**Job**
Report every line of the items below that contains the string "grass". Matching is case-sensitive.

**Extracted entries**
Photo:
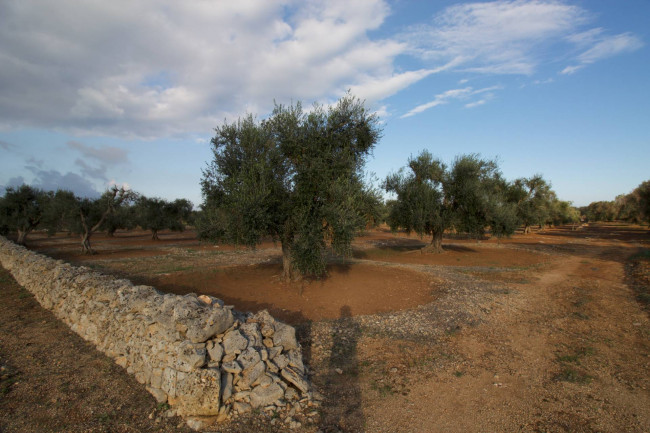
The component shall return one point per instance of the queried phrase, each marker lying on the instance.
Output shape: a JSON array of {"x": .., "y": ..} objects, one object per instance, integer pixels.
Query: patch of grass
[
  {"x": 104, "y": 418},
  {"x": 163, "y": 407},
  {"x": 576, "y": 356},
  {"x": 568, "y": 374},
  {"x": 644, "y": 254},
  {"x": 384, "y": 389},
  {"x": 172, "y": 269},
  {"x": 24, "y": 294},
  {"x": 6, "y": 384}
]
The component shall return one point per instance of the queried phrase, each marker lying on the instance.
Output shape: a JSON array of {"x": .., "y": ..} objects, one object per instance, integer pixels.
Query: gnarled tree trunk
[
  {"x": 436, "y": 243},
  {"x": 22, "y": 234},
  {"x": 85, "y": 244},
  {"x": 288, "y": 269}
]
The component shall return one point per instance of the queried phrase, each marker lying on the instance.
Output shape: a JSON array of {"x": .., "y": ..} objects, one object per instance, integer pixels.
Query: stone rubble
[{"x": 207, "y": 361}]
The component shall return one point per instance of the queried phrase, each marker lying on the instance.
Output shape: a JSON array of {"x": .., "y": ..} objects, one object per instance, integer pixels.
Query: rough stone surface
[
  {"x": 261, "y": 396},
  {"x": 190, "y": 351}
]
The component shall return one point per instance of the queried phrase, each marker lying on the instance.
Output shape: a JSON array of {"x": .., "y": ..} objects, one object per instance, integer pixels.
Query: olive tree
[
  {"x": 22, "y": 210},
  {"x": 469, "y": 196},
  {"x": 85, "y": 216},
  {"x": 534, "y": 199},
  {"x": 157, "y": 214},
  {"x": 295, "y": 177}
]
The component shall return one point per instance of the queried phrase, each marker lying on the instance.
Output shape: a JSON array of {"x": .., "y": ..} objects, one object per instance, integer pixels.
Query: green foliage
[
  {"x": 601, "y": 211},
  {"x": 468, "y": 196},
  {"x": 84, "y": 216},
  {"x": 295, "y": 177},
  {"x": 123, "y": 217},
  {"x": 22, "y": 210},
  {"x": 643, "y": 194},
  {"x": 561, "y": 212},
  {"x": 633, "y": 207},
  {"x": 534, "y": 199},
  {"x": 157, "y": 214}
]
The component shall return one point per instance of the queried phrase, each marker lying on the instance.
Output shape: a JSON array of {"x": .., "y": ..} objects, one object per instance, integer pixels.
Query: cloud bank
[{"x": 161, "y": 68}]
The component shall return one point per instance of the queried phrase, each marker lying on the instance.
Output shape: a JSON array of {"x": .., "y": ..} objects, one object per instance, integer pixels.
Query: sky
[{"x": 97, "y": 93}]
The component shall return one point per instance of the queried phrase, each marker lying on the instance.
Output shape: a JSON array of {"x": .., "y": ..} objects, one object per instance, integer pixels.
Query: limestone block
[
  {"x": 190, "y": 356},
  {"x": 249, "y": 357},
  {"x": 294, "y": 378},
  {"x": 215, "y": 350},
  {"x": 285, "y": 336},
  {"x": 250, "y": 375},
  {"x": 234, "y": 341},
  {"x": 263, "y": 396},
  {"x": 226, "y": 386}
]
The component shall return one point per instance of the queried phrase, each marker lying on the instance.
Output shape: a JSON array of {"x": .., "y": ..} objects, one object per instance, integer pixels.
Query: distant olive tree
[
  {"x": 533, "y": 197},
  {"x": 157, "y": 214},
  {"x": 85, "y": 216},
  {"x": 22, "y": 210},
  {"x": 469, "y": 196},
  {"x": 295, "y": 177}
]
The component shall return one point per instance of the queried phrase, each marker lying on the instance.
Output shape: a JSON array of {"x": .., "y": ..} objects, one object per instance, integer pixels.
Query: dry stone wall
[{"x": 195, "y": 353}]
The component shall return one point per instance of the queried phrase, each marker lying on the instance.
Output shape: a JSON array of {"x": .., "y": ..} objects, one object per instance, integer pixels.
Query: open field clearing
[{"x": 545, "y": 332}]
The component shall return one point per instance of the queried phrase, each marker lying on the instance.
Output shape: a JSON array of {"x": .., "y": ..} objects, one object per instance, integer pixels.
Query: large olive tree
[
  {"x": 295, "y": 177},
  {"x": 469, "y": 196},
  {"x": 22, "y": 210}
]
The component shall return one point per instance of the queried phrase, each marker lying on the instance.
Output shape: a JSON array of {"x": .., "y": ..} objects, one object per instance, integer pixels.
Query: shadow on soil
[{"x": 342, "y": 409}]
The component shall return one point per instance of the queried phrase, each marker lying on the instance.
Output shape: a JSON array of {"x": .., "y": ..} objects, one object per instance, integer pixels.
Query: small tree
[
  {"x": 123, "y": 217},
  {"x": 22, "y": 210},
  {"x": 157, "y": 214},
  {"x": 421, "y": 205},
  {"x": 533, "y": 197},
  {"x": 432, "y": 198},
  {"x": 643, "y": 194},
  {"x": 295, "y": 177},
  {"x": 85, "y": 216}
]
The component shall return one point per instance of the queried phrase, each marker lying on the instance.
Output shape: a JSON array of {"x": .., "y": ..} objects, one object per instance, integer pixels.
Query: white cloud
[
  {"x": 601, "y": 47},
  {"x": 158, "y": 68},
  {"x": 501, "y": 37},
  {"x": 571, "y": 69},
  {"x": 104, "y": 154},
  {"x": 610, "y": 46},
  {"x": 476, "y": 104},
  {"x": 445, "y": 97},
  {"x": 5, "y": 145}
]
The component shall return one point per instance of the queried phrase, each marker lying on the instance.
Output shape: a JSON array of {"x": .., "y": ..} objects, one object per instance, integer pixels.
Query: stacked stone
[{"x": 200, "y": 356}]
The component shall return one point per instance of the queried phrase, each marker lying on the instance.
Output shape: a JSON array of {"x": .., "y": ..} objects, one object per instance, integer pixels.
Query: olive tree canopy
[{"x": 295, "y": 177}]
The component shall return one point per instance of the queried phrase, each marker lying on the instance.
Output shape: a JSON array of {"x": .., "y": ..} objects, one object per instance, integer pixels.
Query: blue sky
[{"x": 100, "y": 93}]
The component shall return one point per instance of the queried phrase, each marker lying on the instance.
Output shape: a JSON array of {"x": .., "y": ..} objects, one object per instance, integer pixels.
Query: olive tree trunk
[{"x": 436, "y": 243}]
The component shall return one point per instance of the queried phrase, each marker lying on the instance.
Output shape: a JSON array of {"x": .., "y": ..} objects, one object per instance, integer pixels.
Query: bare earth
[{"x": 542, "y": 333}]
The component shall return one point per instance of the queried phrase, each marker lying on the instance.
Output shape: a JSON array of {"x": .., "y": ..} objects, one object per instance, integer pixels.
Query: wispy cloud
[
  {"x": 458, "y": 94},
  {"x": 7, "y": 146},
  {"x": 500, "y": 37},
  {"x": 105, "y": 154},
  {"x": 602, "y": 47},
  {"x": 476, "y": 104},
  {"x": 221, "y": 59},
  {"x": 52, "y": 180},
  {"x": 514, "y": 37}
]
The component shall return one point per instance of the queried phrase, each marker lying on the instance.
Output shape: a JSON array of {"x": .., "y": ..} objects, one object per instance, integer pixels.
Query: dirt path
[
  {"x": 541, "y": 334},
  {"x": 568, "y": 353}
]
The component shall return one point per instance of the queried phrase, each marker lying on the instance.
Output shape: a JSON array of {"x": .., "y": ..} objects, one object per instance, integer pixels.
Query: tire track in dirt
[{"x": 553, "y": 355}]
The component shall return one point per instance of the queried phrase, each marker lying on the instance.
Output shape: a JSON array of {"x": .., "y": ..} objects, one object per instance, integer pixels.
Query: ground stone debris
[{"x": 209, "y": 362}]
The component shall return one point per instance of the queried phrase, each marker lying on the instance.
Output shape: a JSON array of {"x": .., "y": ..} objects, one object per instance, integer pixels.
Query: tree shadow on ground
[{"x": 342, "y": 409}]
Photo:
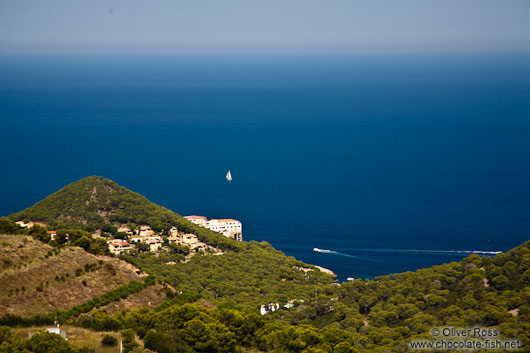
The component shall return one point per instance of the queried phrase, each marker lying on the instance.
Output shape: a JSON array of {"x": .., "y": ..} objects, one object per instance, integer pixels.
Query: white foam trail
[
  {"x": 326, "y": 251},
  {"x": 430, "y": 251}
]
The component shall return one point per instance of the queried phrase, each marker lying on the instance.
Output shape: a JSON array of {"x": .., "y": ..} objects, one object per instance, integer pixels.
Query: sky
[{"x": 262, "y": 26}]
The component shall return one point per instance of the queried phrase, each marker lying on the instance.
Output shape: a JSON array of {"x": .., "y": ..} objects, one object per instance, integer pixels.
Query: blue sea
[{"x": 385, "y": 163}]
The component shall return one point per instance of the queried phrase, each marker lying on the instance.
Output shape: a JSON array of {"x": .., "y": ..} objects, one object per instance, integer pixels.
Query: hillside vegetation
[
  {"x": 212, "y": 302},
  {"x": 37, "y": 278},
  {"x": 98, "y": 204}
]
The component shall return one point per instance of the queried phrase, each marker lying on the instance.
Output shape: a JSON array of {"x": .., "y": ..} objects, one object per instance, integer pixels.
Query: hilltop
[
  {"x": 212, "y": 302},
  {"x": 101, "y": 206}
]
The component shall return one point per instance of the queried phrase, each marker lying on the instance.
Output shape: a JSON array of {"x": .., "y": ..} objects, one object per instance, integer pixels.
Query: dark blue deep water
[{"x": 394, "y": 163}]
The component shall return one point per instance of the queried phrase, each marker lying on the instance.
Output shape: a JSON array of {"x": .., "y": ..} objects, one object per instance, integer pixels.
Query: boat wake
[
  {"x": 417, "y": 251},
  {"x": 326, "y": 251},
  {"x": 431, "y": 251}
]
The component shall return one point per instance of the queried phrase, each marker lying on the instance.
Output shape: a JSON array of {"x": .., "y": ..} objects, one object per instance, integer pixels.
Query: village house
[
  {"x": 145, "y": 231},
  {"x": 119, "y": 246},
  {"x": 155, "y": 241},
  {"x": 125, "y": 229},
  {"x": 30, "y": 224},
  {"x": 190, "y": 240}
]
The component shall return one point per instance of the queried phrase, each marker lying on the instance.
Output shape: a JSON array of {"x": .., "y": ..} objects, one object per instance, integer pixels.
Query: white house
[
  {"x": 268, "y": 308},
  {"x": 118, "y": 246},
  {"x": 230, "y": 228},
  {"x": 200, "y": 220}
]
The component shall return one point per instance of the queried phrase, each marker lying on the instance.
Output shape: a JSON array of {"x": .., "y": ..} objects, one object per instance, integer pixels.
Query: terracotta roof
[
  {"x": 122, "y": 243},
  {"x": 226, "y": 220}
]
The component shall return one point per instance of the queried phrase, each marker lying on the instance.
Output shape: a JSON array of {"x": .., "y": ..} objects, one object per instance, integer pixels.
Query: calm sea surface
[{"x": 386, "y": 163}]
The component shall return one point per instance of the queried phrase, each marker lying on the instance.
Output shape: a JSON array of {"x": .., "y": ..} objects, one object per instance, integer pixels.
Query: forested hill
[{"x": 98, "y": 204}]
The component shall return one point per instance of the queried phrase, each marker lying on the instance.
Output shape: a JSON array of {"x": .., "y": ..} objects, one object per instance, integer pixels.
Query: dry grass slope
[{"x": 36, "y": 283}]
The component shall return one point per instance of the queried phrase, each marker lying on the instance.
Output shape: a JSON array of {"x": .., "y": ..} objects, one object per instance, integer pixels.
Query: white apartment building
[
  {"x": 230, "y": 228},
  {"x": 200, "y": 220}
]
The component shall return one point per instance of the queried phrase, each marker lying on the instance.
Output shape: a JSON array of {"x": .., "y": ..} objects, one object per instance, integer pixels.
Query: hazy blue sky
[{"x": 262, "y": 26}]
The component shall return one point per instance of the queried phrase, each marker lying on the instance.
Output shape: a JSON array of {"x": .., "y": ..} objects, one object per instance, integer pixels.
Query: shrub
[{"x": 109, "y": 341}]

**The reply**
Query: patch of grass
Query: dry grass slope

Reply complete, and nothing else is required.